» **Texte fourni**
Assessing Service Quality
Satisfying the expectations of library customers
Peter Hernon
Ellen Altman
Robert E. Dugan
ISBN 9781783300594 : 49,95 £
Quelle drôle de vilaine couverture pour un ouvrage qui a tout pour devenir votre livre de chevet ! D’un anglais vraiment facile et agréable à lire, la troisième édition de la bible Assessing Service Quality : Satisfaying the expectations of library customers est parue en 2015 chez Facet, éditeur incontournable pour tout bibliothécaire souhaitant mettre à jour ses connaissances ! L’ouvrage est présenté dans un grand format, agrémenté d’une cinquantaine de tableaux, graphiques ou schémas qui en facilitent la lecture en l’illustrant par de nombreux exemples concrets.
Les précédentes éditions de l’ouvrage datent de 1998 et 2010. Une nouvelle édition en 2015 montre à quel point la question de la qualité du service en bibliothèque est soumise à de grands bouleversements depuis quelques années. Les bibliothèques sont de plus en plus soumises aux mêmes règles de gestion et de management que le monde marchand avec lequel – qu’elles le veuillent ou non – elles se trouvent en concurrence et doivent – plus ou moins – adopter leurs règles de gestion.
Sur le plan des normes émises par le Comité technique international de l’ISO TC46/SC8 relatif à l’évaluation en bibliothèque, rappelons également que l’actualité a été très riche ces dernières années :
- NF/ISO 2789. Statistiques internationales de bibliothèques. 5e éd. : août 2013 (éd. française : mai 2014).
- NF/ISO 11620. Indicateurs de performance des bibliothèques. 3e éd. : mai 2014 (éd. française : avril 2015).

» **Données répertoriées**
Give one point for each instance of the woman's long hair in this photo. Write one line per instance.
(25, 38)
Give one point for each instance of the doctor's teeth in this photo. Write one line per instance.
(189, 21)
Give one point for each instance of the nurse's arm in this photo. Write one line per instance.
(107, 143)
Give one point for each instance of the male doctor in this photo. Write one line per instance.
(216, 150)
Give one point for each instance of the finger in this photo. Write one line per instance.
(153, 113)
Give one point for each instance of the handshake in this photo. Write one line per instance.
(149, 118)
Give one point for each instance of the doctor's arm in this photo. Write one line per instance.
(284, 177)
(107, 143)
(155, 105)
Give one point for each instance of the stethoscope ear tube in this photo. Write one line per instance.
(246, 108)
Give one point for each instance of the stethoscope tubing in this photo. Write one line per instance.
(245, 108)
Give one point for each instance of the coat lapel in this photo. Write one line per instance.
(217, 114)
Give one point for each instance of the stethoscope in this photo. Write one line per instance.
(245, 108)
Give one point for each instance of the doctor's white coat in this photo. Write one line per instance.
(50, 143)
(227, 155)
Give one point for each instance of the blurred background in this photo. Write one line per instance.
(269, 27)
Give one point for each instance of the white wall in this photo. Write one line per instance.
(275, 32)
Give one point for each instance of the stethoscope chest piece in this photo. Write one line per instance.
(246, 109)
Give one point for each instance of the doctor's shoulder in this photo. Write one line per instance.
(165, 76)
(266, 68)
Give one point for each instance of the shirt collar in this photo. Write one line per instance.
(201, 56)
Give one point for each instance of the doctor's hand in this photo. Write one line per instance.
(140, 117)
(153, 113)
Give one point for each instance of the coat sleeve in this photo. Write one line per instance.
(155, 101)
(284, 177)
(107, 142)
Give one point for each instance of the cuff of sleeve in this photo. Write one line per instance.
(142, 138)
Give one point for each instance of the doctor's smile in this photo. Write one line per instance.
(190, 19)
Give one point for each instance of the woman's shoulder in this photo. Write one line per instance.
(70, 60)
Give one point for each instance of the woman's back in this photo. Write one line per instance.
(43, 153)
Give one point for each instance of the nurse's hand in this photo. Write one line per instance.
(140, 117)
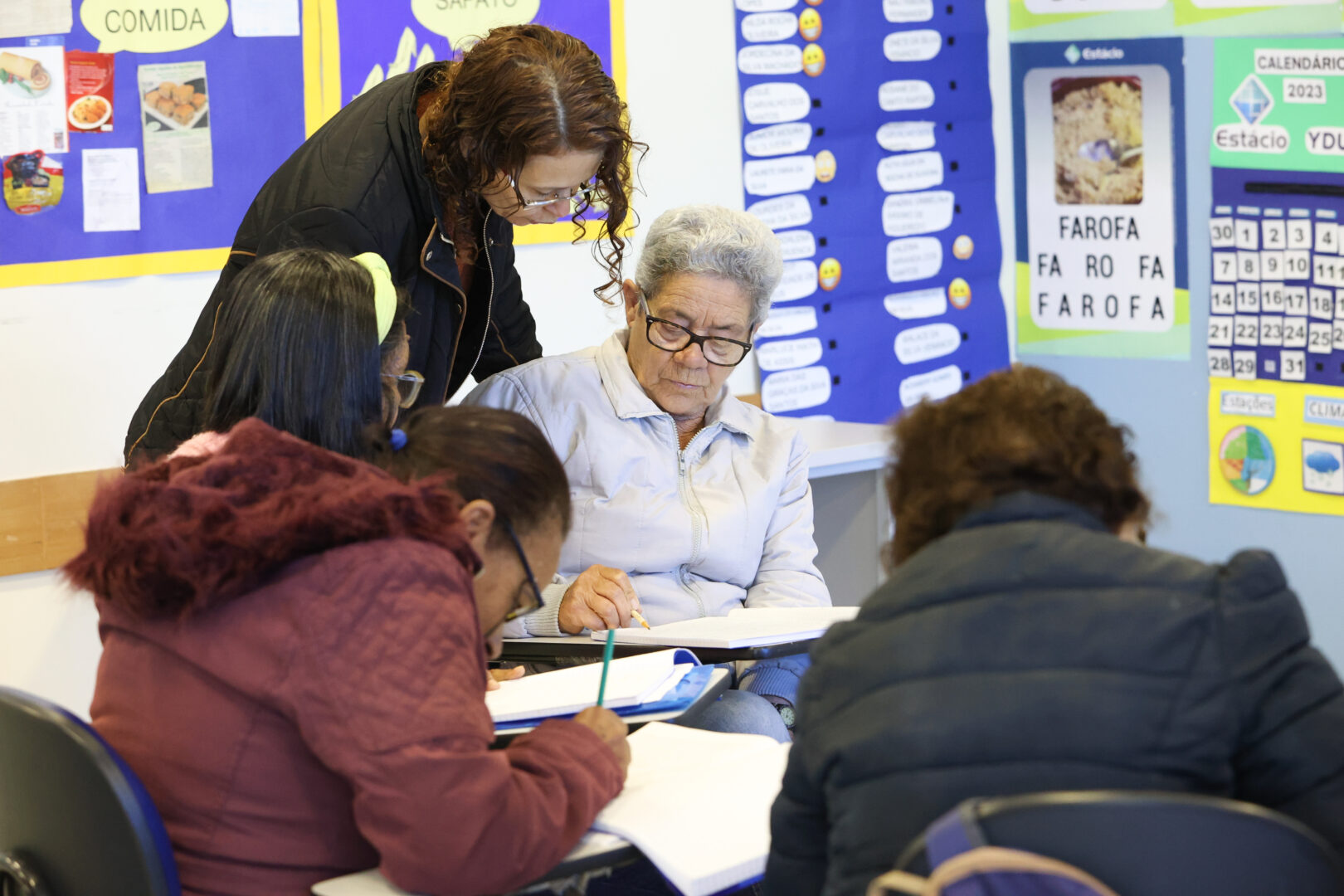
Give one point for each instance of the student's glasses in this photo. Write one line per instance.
(674, 338)
(533, 602)
(407, 386)
(577, 197)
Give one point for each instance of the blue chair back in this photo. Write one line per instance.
(1157, 844)
(71, 813)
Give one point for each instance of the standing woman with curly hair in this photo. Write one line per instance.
(433, 169)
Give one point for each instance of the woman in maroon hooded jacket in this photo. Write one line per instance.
(295, 649)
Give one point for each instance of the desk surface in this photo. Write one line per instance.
(581, 645)
(717, 684)
(845, 448)
(596, 850)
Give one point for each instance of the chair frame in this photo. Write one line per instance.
(143, 817)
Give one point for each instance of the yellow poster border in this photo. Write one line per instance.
(1285, 430)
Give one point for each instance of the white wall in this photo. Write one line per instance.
(77, 359)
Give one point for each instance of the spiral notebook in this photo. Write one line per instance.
(679, 779)
(743, 627)
(635, 684)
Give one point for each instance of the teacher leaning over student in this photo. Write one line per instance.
(431, 169)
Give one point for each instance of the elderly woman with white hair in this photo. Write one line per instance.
(687, 501)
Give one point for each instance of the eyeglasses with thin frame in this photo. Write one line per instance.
(672, 338)
(581, 193)
(535, 603)
(407, 386)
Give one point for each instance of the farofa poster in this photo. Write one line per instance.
(1101, 262)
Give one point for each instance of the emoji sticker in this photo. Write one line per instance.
(810, 24)
(825, 165)
(813, 61)
(828, 275)
(958, 293)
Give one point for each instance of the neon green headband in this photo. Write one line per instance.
(385, 295)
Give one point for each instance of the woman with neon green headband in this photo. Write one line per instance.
(314, 344)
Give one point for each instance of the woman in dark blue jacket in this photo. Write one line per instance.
(1029, 641)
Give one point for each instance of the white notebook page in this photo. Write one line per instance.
(632, 680)
(698, 804)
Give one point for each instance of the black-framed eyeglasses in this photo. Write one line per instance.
(577, 197)
(674, 338)
(533, 603)
(407, 386)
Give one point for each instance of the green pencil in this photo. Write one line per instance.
(606, 664)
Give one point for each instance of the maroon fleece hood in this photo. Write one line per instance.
(184, 535)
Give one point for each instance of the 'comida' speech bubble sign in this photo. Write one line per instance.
(463, 22)
(152, 26)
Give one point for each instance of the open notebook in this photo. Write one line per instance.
(698, 805)
(743, 627)
(635, 684)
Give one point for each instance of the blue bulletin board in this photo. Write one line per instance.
(264, 95)
(375, 41)
(867, 147)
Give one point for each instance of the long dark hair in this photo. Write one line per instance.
(527, 90)
(483, 453)
(297, 347)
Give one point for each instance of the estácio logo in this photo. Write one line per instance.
(1252, 102)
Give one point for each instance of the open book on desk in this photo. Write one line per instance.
(698, 805)
(743, 627)
(644, 683)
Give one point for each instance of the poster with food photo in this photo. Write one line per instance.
(32, 100)
(175, 117)
(1101, 218)
(1098, 140)
(89, 90)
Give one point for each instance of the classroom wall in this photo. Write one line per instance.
(75, 359)
(1164, 403)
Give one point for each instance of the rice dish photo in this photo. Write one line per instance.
(1098, 141)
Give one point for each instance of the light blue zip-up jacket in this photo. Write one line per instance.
(722, 524)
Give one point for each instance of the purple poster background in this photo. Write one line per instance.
(370, 32)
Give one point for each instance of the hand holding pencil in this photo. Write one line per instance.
(606, 724)
(598, 599)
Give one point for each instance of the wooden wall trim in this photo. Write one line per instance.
(42, 520)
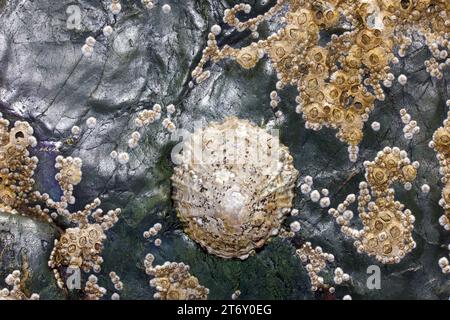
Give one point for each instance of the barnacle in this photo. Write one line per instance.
(78, 247)
(337, 81)
(15, 292)
(92, 290)
(233, 187)
(441, 144)
(316, 262)
(16, 166)
(387, 232)
(173, 281)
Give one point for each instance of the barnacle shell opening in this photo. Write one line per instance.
(233, 187)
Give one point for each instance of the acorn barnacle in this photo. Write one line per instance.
(232, 187)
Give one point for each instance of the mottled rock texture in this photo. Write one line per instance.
(45, 80)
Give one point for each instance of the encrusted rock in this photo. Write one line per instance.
(232, 187)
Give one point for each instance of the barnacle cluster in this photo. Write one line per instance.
(387, 232)
(173, 281)
(316, 261)
(233, 187)
(441, 144)
(337, 80)
(80, 247)
(92, 290)
(17, 167)
(15, 292)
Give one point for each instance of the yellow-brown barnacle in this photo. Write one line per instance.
(354, 57)
(192, 282)
(395, 232)
(176, 294)
(312, 82)
(280, 50)
(301, 17)
(294, 33)
(375, 59)
(163, 283)
(352, 135)
(378, 225)
(446, 194)
(377, 176)
(442, 141)
(332, 93)
(336, 115)
(7, 196)
(248, 57)
(409, 172)
(82, 242)
(424, 4)
(368, 39)
(318, 55)
(387, 248)
(318, 17)
(357, 107)
(312, 29)
(391, 162)
(406, 5)
(389, 5)
(4, 138)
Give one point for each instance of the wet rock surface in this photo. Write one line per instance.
(45, 80)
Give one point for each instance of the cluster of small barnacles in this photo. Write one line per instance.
(316, 261)
(441, 144)
(115, 7)
(145, 118)
(92, 291)
(118, 285)
(153, 232)
(173, 281)
(411, 128)
(321, 197)
(17, 168)
(15, 292)
(338, 81)
(387, 232)
(80, 247)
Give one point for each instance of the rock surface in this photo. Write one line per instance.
(45, 80)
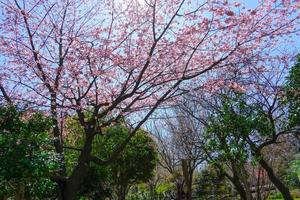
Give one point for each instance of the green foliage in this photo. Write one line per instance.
(25, 155)
(212, 185)
(293, 94)
(134, 165)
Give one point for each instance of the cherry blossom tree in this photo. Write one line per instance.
(103, 60)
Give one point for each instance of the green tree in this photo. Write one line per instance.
(25, 155)
(134, 165)
(293, 94)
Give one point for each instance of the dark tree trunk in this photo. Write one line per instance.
(70, 189)
(275, 180)
(239, 187)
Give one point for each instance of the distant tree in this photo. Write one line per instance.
(293, 94)
(26, 158)
(134, 165)
(212, 185)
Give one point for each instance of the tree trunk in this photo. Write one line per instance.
(275, 180)
(239, 187)
(72, 185)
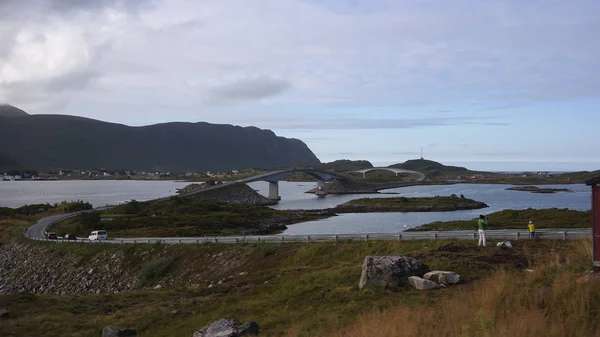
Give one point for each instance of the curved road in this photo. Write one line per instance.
(37, 232)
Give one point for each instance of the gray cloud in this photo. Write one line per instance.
(345, 123)
(248, 90)
(66, 7)
(437, 53)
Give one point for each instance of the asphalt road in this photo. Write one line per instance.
(37, 232)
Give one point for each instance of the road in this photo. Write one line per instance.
(36, 232)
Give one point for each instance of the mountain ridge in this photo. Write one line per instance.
(73, 142)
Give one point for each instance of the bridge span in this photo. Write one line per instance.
(417, 176)
(274, 177)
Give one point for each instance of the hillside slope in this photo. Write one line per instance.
(59, 141)
(11, 111)
(433, 169)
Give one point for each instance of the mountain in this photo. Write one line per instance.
(69, 142)
(11, 111)
(7, 163)
(433, 169)
(344, 165)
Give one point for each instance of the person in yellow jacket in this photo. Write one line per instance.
(531, 230)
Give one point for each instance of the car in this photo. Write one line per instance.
(98, 235)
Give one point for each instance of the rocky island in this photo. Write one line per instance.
(402, 204)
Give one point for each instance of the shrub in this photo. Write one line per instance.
(155, 269)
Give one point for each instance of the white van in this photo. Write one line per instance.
(98, 235)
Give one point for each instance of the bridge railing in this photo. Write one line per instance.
(429, 235)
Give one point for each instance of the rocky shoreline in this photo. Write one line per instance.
(401, 204)
(278, 224)
(535, 189)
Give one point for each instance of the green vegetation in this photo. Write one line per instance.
(543, 218)
(535, 189)
(13, 221)
(87, 144)
(155, 269)
(311, 290)
(402, 204)
(437, 172)
(344, 165)
(552, 299)
(182, 217)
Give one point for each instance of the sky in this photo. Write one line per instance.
(488, 84)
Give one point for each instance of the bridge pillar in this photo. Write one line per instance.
(321, 189)
(274, 191)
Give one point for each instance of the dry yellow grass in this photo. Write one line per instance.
(545, 301)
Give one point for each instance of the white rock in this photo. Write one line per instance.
(422, 284)
(442, 277)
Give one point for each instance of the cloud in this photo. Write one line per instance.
(247, 90)
(364, 53)
(346, 123)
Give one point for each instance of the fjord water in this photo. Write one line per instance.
(97, 192)
(496, 196)
(100, 193)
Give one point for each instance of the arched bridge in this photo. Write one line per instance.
(274, 177)
(418, 176)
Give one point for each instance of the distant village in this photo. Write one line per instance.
(114, 174)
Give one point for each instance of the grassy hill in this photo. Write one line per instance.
(344, 165)
(11, 111)
(433, 169)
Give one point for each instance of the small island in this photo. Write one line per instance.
(402, 204)
(535, 189)
(185, 217)
(509, 219)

» **Exercice proposé**
Indiquez, s'il vous plaît, les années de parution des éditions précédentes de l'ouvrage présenté dans le texte fourni.

» **Solution**
Les éditions précédentes datent de 1998 et 2010.